*Text to read*:
==========

I have a large matrix in which I iteratively change one element and I have another operation in which I sort a smaller matrix. I have two minimal working examples and I would like to know why one approach takes longer than the other. The first example uses a direct approach, whereas the second approach uses a function to perform the task.
Minimal working example 1
n_iter = 1e7;
A = zeros(n_iter,1);
B = sort(rand(1e3,1));
for i = 1:n_iter
A(i) = 1;
B = sort([ B(2:end); B(1) ]);
end
Minimal working example 2
function deallocating_large_matrices_function
n_iter = 1e7;
A = zeros(n_iter,1);
B = sort(rand(1e3,1));
for i = 1:n_iter
A(i) = 1;
B = sortB(B(2:end),B(1));
end
end
function B = sortB(B,new_entry)
B = sort([ B ; new_entry ]);
end
Results
Below a table showing the time it took to run both examples as a function of n_iter, using the profiler.
n_iter | time MWE 1 (sec) | time MWE 2 (sec)
--------------------------------------------
1e4 | 0.13 | 0.21
1e5 | 1.38 | 1.98
1e6 | 13.5 | 19.7
1e7 | 137 | 196
The time it takes to run both MWE 1 and MWE2 increases linearly. Running MWE 2 takes approximately 46% more time. What is the cause of this increase?
3 Comments
Adam
on 15 Dec 2014
I did read something concerning this not that long ago though I can't remember in what context.
A function has to be located in your path in order to be run so that will account for some overhead, although that is generally a first-time overhead and is faster on subsequent runs. It also shouldn't scale up with size.
I suspect it has something to do with a function having to create its own workspace which has an overhead, but again I'm not sure why this would scale up with data size other than that the data has to be copied by value to the function whereas inline this does not need to happen.
Adding this as a comment rather than an answer because it is not anything concrete, just musings based on my understanding of functions, but I don't have a deep understanding of exactly what goes on in Matlab with respect to function calls.

==========

*Data excerpts*:

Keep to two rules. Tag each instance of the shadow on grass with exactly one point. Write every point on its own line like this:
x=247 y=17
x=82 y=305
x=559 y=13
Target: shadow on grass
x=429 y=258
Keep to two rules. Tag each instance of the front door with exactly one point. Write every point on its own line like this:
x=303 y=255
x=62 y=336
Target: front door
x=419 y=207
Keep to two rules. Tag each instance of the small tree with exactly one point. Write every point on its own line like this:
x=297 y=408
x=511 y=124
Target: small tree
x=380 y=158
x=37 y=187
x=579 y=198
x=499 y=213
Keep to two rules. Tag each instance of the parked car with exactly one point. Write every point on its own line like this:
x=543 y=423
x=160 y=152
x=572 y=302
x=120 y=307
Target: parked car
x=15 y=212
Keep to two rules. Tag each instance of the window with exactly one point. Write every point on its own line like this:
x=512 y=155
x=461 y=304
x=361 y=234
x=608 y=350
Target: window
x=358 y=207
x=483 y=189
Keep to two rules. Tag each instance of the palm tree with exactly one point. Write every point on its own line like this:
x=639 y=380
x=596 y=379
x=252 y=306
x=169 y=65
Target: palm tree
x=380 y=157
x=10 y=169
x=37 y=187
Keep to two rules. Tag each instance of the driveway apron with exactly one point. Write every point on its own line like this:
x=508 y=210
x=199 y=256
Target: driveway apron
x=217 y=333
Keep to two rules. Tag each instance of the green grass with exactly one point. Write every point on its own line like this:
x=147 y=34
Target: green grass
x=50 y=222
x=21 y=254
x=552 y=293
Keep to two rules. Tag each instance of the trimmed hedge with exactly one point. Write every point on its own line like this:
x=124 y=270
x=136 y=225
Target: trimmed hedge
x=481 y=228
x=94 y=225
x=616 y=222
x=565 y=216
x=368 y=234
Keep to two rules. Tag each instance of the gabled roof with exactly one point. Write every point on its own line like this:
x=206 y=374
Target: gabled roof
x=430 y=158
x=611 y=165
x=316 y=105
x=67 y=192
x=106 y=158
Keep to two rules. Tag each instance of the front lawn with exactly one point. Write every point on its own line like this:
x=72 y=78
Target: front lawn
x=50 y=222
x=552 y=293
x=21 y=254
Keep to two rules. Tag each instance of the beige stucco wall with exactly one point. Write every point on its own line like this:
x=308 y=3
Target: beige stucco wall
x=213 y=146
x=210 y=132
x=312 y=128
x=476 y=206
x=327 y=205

==========

*Problem to work on*: Reproduce the MATLAB timing post above in full, word for word, from its first line through the final comment.

*Task response*:
I have a large matrix in which I iteratively change one element and I have another operation in which I sort a smaller matrix. I have two minimal working examples and I would like to know why one approach takes longer than the other. The first example uses a direct approach, whereas the second approach uses a function to perform the task.
Minimal working example 1
n_iter = 1e7;
A = zeros(n_iter,1);
B = sort(rand(1e3,1));
for i = 1:n_iter
A(i) = 1;
B = sort([ B(2:end); B(1) ]);
end
Minimal working example 2
function deallocating_large_matrices_function
n_iter = 1e7;
A = zeros(n_iter,1);
B = sort(rand(1e3,1));
for i = 1:n_iter
A(i) = 1;
B = sortB(B(2:end),B(1));
end
end
function B = sortB(B,new_entry)
B = sort([ B ; new_entry ]);
end
Results
Below a table showing the time it took to run both examples as a function of n_iter, using the profiler.
n_iter | time MWE 1 (sec) | time MWE 2 (sec)
--------------------------------------------
1e4 | 0.13 | 0.21
1e5 | 1.38 | 1.98
1e6 | 13.5 | 19.7
1e7 | 137 | 196
The time it takes to run both MWE 1 and MWE2 increases linearly. Running MWE 2 takes approximately 46% more time. What is the cause of this increase?
3 Comments
Adam
on 15 Dec 2014
I did read something concerning this not that long ago though I can't remember in what context.
A function has to be located in your path in order to be run so that will account for some overhead, although that is generally a first-time overhead and is faster on subsequent runs. It also shouldn't scale up with size.
I suspect it has something to do with a function having to create its own workspace which has an overhead, but again I'm not sure why this would scale up with data size other than that the data has to be copied by value to the function whereas inline this does not need to happen.
Adding this as a comment rather than an answer because it is not anything concrete, just musings based on my understanding of functions, but I don't have a deep understanding of exactly what goes on in Matlab with respect to function calls.